Heresy – “Dems fightin’ words!”

I always detested substitute teachers. Such disdain does not derive from some OCD-obsessed anxiety about disturbed routine. Such teachers were simply, for the most part, such a waste of time and added to the general ennui, I felt at school.

I think that I am developing a similar aversion for itinerant preachers. I am usually able to tame the theological flyswatter in me to the state of a lethargic, somnolent male lion. But the last few times when the local pastor skedaddles on holidays, the replacements always seem to bring a disturbance to my universe. The last time, I felt a need to fire off a missive to correct comments the pastoral temp made about Justification; an endeavour that I do not repent of, because of the import of the subject. On this occasion, no single item deserved all-out disputation. However, the accumulation of irritants rattled the soul and I made mention of it to my mother. She suggested that I raise my disagreements with the preacher. I deferred; prudently in retrospect.

I have heard this elderly preacher preach before and preach well; including at my eldest son’s wedding. And I am comfortable that he remains orthodox in all that matters; good-willed and gentle, perhaps too much the latter; a true servant. However, he has fallen for or has always believed in this Christendom fiction that Western principalities were ever Christian nations. That whole issue deserves it own dedicated series of essays.

Furthermore, he has become enamored by one of those really bad ‘Christian’ pulp fictions, called “The Harbinger” (2012). In it, the Messianic Rabbi Jonathan Cahn suggests that the 9/11 Twin Tower attack and the near-collapse of the global economy in 2008/9 were “ancient harbingers of judgment are now manifesting in America”. “God is sending America a prophetic message of what is yet to come”. 1 Written in fictional form, giving this pseudo-prophet deniability; verses from Isaiah are cited to apply to the current American situation.

‘The bricks have fallen down,
     but we will rebuild with dressed stone;
     the fig trees have been felled,
     but we will replace them with cedars.’
But the Lord has strengthened Rezin’s foes against them
   and has spurred their enemies on.2

Apparently, what must be one of the most hilarious and classic cases of Scriptural proof texting, Senate Majority Leader Tom Daschle, seeking an encouraging word on the day following the Twin Tower attack, selected the above verse; not noticing that it was spoken in derision by the prophet in the context of unfaithful ancient Israelites, exhibiting national hubris, boasting of their nation’s resilience.

I know that there is only the smallest measure of inspiration that can be taken from this devastation. But there is a passage in the Bible from Isaiah that I think speaks to us all at times like this. ‘The bricks have fallen down but we will rebuild with dressed stone; the fig trees have been felled but we will replace them with cedars.’ That is what we will do. We will rebuild and we will recover…

Do I believe that Western nations are in decline? Yes. Though, I speculate that all the nations of the world have entered this Grand Prix Race to the bottom. And I can rationally correlate the relative decline of the Western nations to particular deviations from ethical conduct and the Christian outlook. The Twin Tower attack might very much to do with arrogant imperialist myopia and insularity, resulting in blowback. I am no credentialed specialist on Islam. But I knew that continuing to station American ‘infidel’ troops in Saudi Arabia after the 1st Gulf War was tantamount to holy war and anathema to Muslims; giving spur to zealot backlash. It would not differ from Antiochus IV, Pompey the Great, Emperor Caligula’s attempts to profane the Temple or Emperor Hadrian’s forbidding of circumcision. Apparently, the boys at Foggy Bottom were clueless or too timid to raise proper hackles. Perhaps, they were all graduates of Harvard!

- _WHAT IS EXPECTED_
Write out the part of the essay on the visiting preacher starting with "I have heard" and going on through "series of essays.". None of the material is required here.

- _PROVIDED DATA_
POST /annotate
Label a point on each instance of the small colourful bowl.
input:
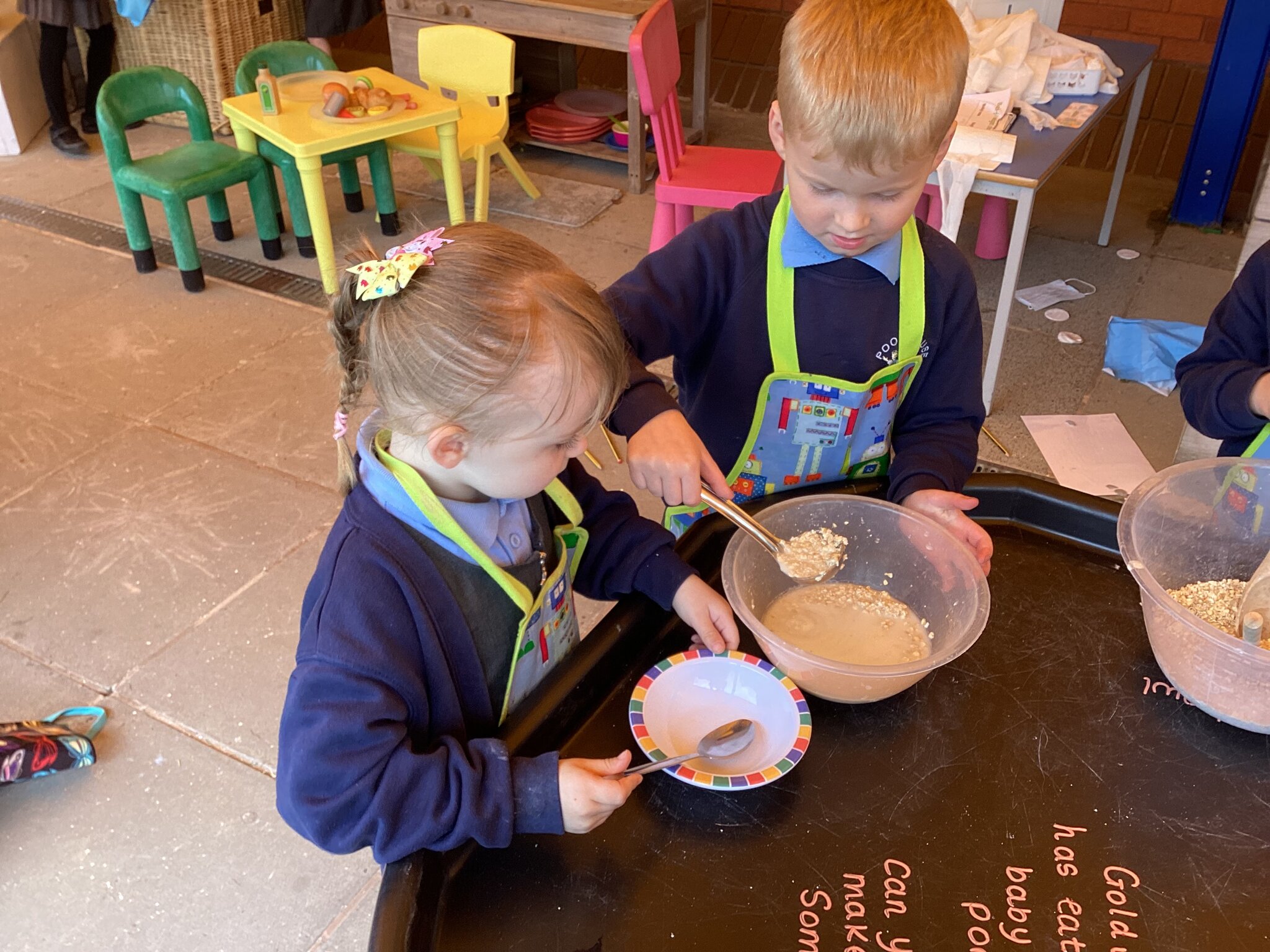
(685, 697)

==

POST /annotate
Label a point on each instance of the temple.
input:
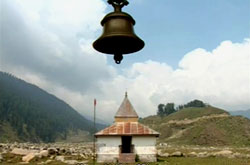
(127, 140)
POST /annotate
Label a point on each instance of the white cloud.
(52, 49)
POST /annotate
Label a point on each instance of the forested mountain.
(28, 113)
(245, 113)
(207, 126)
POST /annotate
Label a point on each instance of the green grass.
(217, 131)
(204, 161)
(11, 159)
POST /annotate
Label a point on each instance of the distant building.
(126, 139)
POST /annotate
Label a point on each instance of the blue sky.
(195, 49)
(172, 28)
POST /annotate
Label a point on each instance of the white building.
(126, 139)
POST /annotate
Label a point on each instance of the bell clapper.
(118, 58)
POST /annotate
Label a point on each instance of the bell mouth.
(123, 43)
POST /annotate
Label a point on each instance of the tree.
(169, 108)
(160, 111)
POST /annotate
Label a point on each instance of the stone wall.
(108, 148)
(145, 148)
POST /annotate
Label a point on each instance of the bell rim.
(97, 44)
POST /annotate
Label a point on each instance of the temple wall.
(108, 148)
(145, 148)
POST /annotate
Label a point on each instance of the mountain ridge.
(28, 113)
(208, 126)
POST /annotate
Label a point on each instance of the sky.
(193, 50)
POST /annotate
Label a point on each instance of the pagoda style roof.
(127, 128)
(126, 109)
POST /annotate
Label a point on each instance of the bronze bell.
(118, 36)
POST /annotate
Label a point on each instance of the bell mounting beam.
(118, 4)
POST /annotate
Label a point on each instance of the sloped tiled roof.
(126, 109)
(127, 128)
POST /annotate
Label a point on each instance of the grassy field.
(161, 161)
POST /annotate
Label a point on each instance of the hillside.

---

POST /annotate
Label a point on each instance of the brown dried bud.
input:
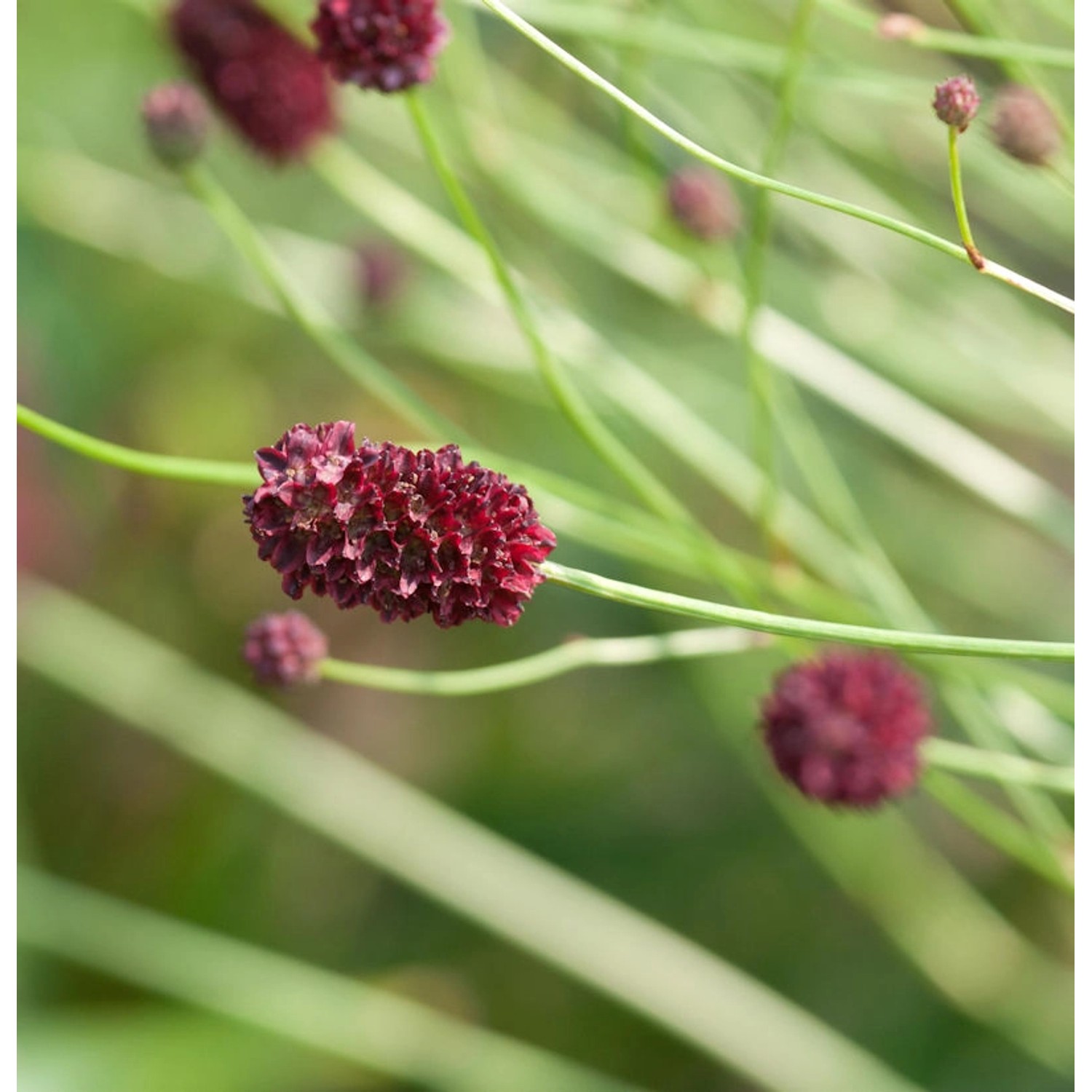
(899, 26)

- _TASK SOLUTION_
I have heard this elderly preacher preach before and preach well; including at my eldest son’s wedding. And I am comfortable that he remains orthodox in all that matters; good-willed and gentle, perhaps too much the latter; a true servant. However, he has fallen for or has always believed in this Christendom fiction that Western principalities were ever Christian nations. That whole issue deserves it own dedicated series of essays.